● **WHAT NEEDS TO BE DONE**: Transcribe exactly the line that contains "[mark] woman (a" and every line after it through the end of the records, with nothing else.

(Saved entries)
☆ ☆ ☆ ☆ ☆

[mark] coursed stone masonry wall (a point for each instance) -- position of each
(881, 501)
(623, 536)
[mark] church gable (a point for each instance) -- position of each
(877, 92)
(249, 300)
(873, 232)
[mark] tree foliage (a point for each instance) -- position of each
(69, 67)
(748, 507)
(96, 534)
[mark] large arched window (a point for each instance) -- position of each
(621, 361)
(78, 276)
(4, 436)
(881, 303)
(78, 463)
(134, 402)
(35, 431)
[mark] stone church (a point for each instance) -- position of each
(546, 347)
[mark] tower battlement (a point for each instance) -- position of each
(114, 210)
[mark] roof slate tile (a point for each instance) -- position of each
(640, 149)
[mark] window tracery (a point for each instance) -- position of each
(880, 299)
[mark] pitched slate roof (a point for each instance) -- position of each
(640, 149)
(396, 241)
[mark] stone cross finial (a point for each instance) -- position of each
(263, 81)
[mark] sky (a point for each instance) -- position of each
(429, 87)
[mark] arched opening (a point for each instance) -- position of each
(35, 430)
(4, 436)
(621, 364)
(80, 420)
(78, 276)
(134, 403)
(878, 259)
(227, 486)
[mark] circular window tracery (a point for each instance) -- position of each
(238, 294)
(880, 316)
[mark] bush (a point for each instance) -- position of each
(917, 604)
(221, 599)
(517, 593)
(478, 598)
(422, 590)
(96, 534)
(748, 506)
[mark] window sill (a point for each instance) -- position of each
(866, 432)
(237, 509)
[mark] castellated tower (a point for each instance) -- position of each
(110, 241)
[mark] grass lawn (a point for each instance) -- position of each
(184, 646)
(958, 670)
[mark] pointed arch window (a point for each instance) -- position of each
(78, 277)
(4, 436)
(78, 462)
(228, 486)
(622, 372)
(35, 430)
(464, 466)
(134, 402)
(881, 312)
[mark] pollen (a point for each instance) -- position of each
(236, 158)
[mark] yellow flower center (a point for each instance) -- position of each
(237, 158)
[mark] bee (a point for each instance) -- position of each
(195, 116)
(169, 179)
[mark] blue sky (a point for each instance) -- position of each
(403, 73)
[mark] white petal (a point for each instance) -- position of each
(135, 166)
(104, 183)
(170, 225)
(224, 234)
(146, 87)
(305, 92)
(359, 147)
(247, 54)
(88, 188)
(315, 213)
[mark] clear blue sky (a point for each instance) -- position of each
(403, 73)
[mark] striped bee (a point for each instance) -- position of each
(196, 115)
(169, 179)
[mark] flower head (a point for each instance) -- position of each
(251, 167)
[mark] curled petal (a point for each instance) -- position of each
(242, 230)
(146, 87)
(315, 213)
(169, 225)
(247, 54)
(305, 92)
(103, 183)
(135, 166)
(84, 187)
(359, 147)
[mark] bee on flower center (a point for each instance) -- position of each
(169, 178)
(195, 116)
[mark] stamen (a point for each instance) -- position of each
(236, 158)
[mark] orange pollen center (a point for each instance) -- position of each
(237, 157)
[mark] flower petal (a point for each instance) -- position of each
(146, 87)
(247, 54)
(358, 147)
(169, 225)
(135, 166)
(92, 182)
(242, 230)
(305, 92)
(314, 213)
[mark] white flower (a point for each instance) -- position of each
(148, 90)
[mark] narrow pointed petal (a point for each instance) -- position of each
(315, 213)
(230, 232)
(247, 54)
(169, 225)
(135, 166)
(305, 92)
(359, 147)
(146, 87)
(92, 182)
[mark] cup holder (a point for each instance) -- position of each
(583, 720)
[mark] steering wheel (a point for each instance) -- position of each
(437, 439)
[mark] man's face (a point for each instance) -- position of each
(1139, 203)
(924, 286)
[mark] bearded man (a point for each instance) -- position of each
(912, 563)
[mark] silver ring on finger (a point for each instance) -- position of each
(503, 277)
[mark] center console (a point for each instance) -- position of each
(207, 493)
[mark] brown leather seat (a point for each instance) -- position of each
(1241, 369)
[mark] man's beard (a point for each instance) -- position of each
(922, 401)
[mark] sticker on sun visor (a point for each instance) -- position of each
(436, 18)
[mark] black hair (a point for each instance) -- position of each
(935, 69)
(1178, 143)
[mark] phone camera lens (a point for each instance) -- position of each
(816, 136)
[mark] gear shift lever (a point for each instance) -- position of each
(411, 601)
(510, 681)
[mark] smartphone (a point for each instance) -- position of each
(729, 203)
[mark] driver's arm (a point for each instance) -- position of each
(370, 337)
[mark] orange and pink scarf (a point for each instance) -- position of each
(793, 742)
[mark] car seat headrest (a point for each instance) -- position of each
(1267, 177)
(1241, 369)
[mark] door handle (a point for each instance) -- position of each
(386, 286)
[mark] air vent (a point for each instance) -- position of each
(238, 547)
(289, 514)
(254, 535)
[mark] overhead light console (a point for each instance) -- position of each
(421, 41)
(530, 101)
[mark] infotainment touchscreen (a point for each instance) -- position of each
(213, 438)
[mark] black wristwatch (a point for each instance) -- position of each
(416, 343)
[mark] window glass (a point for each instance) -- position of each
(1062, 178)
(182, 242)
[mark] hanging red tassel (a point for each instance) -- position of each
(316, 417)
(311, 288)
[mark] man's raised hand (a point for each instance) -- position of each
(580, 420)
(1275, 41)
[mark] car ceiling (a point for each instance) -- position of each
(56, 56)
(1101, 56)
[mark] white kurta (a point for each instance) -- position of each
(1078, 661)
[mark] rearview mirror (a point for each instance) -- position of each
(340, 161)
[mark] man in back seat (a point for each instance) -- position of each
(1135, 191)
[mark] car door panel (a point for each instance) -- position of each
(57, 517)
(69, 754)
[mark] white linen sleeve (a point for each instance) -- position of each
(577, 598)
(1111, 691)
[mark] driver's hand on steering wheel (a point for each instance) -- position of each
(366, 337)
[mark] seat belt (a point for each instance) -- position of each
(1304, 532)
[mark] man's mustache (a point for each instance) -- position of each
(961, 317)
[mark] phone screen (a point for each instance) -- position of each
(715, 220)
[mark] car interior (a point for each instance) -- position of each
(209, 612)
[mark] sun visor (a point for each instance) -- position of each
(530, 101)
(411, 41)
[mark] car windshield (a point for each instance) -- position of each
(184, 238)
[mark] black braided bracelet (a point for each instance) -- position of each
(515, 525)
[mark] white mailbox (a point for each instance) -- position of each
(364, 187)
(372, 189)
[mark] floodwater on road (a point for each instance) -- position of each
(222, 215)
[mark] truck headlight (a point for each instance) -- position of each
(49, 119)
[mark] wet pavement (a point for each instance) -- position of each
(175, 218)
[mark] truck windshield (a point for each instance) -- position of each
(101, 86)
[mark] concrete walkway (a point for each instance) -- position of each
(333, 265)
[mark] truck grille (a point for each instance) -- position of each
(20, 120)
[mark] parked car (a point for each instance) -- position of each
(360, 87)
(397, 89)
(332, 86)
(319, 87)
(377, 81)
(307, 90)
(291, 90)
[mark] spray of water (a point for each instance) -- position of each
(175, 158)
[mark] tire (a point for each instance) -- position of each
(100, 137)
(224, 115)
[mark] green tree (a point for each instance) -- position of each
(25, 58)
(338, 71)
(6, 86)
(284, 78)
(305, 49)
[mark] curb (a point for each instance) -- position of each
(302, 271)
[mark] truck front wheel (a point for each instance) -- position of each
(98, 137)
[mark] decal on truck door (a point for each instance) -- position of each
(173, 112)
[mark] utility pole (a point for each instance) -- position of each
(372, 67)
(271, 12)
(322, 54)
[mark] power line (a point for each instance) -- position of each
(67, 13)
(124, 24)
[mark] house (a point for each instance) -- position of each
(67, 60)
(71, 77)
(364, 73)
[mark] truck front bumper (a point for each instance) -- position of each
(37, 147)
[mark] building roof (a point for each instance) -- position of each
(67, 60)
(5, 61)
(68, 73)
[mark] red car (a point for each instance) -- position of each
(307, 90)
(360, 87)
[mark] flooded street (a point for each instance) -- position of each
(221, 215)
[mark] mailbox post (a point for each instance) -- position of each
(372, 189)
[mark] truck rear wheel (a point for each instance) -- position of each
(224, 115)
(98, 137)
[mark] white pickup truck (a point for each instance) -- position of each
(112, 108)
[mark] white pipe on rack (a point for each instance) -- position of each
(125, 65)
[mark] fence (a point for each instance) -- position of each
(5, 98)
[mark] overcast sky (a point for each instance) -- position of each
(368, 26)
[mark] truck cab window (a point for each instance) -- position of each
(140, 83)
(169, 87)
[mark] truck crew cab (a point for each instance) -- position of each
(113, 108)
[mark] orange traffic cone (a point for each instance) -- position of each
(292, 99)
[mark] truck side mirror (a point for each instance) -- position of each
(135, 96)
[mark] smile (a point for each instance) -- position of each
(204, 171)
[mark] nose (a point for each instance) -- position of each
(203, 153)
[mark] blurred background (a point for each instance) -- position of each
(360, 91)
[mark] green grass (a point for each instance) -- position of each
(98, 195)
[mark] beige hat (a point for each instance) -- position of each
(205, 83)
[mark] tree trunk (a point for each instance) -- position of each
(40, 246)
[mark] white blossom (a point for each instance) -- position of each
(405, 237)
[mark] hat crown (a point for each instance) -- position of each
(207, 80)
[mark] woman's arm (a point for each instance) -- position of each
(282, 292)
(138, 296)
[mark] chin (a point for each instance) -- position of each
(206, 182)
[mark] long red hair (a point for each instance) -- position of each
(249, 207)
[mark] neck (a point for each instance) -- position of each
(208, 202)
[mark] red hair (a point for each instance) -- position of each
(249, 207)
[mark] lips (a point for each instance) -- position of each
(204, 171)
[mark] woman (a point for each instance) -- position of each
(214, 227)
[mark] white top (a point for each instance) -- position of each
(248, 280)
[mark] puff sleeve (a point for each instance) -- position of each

☆ ☆ ☆ ☆ ☆

● **SOLUTION TO THE EXERCISE**:
[mark] woman (a point for each instance) -- position of each
(214, 227)
[mark] white top (a point for each instance) -- position of each
(248, 280)
[mark] puff sleeve (a point for each instance) -- position of each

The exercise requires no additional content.